- Description of the task
Which rows contain the word "negative"? Collect every one of them in full.

[Stored items]
-------

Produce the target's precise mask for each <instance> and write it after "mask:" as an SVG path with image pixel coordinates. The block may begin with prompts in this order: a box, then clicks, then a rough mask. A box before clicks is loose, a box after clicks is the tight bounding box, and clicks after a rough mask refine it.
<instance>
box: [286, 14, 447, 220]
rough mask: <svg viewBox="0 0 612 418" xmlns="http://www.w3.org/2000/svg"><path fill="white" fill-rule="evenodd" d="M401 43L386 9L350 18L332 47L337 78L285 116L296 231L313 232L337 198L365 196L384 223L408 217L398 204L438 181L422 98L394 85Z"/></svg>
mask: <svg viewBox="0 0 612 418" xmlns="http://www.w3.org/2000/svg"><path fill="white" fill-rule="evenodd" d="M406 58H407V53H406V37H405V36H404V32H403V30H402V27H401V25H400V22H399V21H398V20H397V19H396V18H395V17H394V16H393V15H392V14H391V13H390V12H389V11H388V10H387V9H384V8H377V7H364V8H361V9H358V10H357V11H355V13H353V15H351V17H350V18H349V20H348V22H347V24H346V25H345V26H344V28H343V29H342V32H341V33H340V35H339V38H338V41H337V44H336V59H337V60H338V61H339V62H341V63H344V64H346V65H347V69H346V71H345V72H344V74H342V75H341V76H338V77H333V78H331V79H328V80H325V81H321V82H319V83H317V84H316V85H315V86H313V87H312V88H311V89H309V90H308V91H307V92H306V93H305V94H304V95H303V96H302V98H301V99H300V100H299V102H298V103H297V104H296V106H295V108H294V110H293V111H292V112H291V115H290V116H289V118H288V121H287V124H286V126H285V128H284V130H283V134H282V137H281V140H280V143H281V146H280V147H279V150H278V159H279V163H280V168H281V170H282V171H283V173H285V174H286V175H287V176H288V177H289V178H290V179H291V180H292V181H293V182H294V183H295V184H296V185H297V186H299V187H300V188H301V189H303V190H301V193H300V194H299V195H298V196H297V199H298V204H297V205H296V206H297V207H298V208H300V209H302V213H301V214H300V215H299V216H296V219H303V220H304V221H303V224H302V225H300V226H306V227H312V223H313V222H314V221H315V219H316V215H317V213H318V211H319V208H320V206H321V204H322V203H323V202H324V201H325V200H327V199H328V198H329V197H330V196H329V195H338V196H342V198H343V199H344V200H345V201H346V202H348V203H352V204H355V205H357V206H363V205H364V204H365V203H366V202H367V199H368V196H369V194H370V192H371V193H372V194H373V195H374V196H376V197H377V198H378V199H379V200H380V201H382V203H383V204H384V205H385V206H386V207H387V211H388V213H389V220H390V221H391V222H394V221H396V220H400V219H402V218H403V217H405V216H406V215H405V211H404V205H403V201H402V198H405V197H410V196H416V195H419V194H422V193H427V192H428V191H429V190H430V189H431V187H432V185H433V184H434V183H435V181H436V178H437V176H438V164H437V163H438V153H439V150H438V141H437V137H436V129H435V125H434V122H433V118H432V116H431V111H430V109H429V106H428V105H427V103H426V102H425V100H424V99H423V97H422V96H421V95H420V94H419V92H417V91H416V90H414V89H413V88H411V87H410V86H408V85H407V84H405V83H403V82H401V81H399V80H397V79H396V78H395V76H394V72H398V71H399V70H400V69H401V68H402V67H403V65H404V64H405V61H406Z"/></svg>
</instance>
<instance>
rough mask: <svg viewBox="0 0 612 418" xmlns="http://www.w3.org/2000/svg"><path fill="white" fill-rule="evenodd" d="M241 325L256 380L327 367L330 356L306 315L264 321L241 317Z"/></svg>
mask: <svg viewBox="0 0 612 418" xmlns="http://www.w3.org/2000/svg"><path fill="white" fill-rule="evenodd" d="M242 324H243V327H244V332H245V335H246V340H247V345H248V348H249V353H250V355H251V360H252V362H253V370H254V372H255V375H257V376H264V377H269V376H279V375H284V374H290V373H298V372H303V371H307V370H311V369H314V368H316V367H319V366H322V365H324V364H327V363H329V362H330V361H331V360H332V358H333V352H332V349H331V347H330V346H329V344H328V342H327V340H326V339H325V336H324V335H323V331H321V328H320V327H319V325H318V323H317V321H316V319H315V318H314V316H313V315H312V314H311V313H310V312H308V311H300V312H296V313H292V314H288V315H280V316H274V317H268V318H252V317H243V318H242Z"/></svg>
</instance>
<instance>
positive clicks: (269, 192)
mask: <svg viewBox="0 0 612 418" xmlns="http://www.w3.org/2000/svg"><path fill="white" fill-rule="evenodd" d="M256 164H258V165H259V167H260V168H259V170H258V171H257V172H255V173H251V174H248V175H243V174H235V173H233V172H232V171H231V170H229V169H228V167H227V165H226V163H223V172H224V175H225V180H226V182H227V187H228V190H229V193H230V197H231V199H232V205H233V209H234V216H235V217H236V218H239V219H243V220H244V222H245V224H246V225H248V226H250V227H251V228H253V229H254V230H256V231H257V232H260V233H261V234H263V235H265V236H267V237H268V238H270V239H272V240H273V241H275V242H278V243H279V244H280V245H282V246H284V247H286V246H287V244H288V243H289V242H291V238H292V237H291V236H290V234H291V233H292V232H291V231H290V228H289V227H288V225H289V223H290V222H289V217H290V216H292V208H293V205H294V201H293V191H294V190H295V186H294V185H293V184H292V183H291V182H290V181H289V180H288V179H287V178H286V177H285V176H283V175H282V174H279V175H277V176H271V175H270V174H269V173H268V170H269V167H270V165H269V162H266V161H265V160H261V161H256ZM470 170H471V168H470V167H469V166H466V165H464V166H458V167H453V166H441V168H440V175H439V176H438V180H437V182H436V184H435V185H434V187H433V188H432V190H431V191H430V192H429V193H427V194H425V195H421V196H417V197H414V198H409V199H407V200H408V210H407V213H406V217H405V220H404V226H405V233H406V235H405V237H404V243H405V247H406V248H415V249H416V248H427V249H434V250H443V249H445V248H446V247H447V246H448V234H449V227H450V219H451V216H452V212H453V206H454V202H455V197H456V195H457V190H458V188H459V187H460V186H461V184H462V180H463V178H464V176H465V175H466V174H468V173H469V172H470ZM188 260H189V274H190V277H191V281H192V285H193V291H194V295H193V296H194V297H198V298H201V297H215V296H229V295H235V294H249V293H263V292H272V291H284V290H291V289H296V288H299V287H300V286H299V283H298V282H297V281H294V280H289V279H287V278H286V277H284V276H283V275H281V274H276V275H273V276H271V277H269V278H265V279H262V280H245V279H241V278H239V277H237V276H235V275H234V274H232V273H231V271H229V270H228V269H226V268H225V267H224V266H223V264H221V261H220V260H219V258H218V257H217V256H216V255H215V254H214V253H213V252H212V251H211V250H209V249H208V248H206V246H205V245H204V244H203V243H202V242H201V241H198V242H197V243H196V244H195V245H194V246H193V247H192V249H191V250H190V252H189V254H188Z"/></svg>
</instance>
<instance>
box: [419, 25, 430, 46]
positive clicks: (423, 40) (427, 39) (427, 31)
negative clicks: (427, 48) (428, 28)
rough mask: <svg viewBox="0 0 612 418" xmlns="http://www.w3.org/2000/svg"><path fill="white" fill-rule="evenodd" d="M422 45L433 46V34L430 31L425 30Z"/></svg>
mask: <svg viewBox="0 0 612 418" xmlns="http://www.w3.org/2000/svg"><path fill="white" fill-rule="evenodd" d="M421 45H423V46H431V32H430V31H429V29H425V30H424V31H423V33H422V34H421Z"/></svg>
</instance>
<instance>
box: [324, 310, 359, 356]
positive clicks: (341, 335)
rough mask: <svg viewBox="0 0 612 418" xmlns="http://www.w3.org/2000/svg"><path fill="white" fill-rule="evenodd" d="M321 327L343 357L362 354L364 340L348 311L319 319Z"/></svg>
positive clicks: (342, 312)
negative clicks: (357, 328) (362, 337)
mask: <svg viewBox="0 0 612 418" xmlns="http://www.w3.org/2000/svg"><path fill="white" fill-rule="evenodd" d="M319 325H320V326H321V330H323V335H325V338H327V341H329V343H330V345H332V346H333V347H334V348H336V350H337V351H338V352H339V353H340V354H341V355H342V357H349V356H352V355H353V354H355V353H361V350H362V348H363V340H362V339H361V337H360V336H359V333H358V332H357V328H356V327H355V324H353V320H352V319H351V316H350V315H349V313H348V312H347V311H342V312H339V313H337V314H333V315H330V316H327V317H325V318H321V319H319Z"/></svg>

-------

- Solution to this problem
negative clicks: (427, 48) (428, 28)
negative clicks: (357, 328) (362, 337)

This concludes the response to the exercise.